DIRECTIONS => An exact reproduction of the lines from the one with "Question. Indicate one point for each instance of the car" to the end of the data below is required. No other lines may be included.

ENTRIES PROVIDED =>
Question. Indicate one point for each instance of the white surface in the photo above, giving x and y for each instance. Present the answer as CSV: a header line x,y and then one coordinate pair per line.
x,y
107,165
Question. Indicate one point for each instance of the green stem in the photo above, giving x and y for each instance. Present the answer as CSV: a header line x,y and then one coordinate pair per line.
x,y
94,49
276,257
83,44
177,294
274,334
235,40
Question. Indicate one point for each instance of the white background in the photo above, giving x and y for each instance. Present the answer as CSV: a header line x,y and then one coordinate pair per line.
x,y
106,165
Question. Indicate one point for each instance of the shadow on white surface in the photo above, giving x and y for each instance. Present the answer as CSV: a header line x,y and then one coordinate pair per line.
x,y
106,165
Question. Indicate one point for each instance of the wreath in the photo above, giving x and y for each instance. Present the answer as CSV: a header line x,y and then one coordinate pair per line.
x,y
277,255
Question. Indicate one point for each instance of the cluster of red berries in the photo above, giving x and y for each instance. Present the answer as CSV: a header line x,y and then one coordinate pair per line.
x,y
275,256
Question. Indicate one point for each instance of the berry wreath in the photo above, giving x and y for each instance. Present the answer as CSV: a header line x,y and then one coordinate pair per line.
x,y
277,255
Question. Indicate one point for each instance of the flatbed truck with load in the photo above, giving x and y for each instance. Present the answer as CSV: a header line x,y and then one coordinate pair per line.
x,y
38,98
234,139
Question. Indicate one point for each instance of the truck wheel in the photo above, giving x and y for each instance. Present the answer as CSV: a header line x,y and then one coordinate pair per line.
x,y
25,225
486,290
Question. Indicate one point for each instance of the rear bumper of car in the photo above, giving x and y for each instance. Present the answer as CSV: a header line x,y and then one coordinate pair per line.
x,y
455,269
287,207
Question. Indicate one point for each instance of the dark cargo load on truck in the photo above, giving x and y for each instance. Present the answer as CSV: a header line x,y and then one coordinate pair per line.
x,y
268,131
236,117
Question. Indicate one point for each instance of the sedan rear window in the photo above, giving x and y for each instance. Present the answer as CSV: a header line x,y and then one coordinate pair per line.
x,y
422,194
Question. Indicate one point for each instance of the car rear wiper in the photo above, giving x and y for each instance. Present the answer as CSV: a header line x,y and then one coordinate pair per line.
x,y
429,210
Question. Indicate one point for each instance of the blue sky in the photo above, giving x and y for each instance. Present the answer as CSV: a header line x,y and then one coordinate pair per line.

ANSWER TO THE EXERCISE =>
Question. Indicate one point for each instance of the car rear wiper in the photo above, giving x and y for each instance. Present the answer as CSV: a header line x,y and then one coordinate pair per line.
x,y
429,210
Question. Indicate one point for each instance of the blue sky in the photo above, giving x and y for each instance. Present the answer as CSV: a header line x,y and then one coordinate pair per line.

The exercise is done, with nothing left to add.